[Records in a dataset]
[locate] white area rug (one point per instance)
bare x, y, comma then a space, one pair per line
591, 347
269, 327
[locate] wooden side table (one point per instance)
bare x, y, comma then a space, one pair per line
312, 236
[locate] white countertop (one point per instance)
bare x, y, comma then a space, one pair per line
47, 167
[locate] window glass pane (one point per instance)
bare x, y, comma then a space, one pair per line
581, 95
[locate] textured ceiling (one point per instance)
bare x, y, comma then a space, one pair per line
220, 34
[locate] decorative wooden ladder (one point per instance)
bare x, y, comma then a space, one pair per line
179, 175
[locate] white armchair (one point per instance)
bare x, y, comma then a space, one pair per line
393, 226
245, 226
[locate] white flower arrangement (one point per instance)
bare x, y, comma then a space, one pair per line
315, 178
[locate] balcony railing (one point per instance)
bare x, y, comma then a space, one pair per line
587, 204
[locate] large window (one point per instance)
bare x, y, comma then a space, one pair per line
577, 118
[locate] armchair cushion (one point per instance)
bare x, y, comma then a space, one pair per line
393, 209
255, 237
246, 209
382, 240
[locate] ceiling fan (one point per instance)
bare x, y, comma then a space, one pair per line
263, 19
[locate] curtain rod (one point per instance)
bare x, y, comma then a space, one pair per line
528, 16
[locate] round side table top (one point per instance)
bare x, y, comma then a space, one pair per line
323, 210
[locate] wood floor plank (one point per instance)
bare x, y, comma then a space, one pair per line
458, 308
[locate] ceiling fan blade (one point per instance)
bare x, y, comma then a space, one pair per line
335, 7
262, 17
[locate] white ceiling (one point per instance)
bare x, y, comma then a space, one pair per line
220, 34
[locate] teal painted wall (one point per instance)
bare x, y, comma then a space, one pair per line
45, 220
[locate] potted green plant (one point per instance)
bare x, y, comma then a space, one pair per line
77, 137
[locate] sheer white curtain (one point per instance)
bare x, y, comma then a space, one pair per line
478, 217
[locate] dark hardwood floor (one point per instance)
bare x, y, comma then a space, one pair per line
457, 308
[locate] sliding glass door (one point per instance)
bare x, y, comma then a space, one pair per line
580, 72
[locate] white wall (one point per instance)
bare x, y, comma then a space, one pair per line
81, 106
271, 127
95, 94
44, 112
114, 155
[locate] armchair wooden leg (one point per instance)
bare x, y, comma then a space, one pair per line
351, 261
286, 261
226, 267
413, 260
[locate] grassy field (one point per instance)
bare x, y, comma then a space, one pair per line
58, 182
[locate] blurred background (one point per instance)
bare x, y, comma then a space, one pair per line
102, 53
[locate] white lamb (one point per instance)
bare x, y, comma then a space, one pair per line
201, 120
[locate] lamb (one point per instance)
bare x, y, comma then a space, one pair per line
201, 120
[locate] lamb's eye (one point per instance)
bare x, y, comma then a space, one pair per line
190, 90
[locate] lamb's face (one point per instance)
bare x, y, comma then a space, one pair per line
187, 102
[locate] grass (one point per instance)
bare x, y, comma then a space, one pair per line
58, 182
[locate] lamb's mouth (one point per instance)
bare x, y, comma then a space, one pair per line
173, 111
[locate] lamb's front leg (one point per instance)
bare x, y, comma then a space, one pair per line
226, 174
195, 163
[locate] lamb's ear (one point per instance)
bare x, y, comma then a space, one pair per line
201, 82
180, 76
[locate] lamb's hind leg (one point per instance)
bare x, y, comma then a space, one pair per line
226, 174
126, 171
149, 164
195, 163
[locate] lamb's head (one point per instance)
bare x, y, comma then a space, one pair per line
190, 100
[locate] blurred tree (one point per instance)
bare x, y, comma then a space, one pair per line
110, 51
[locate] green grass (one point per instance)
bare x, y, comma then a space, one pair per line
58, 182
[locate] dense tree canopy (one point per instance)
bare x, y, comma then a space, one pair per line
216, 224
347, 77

◆ **Task to complete**
Copy the lines from the one containing "[locate] grass (one point per instance)" through the end of the records, inclusive, substituting "sheep's" for every "lamb's" and changing nothing else.

◆ **Task output**
[locate] grass (one point per instance)
bare x, y, comma then a space, one pair per line
58, 182
[locate] sheep's mouth (one point per instance)
bare x, y, comma then a space, one pair per line
173, 111
[locate] sheep's front leg (one point per instance)
bare x, y, comma then a space, one pair per line
226, 174
195, 163
[locate] sheep's ear (one point per instance)
bare x, y, comma then a space, one pair per line
201, 82
180, 76
[locate] sheep's hind leg (one point per instance)
bare x, y, comma then a space, one pair per line
226, 174
126, 171
149, 164
195, 163
[locate] sheep's head (one point per instance)
bare x, y, comma then a space, one pair per line
190, 100
[locate] blurred tree (one point per instance)
bare x, y, comma then a space, one pair per line
110, 51
[locate] green grass (one point per instance)
bare x, y, comma then a space, one pair per line
58, 182
[locate] dense tree canopy (one point per instance)
bare x, y, comma then a space, one pair per line
216, 224
347, 77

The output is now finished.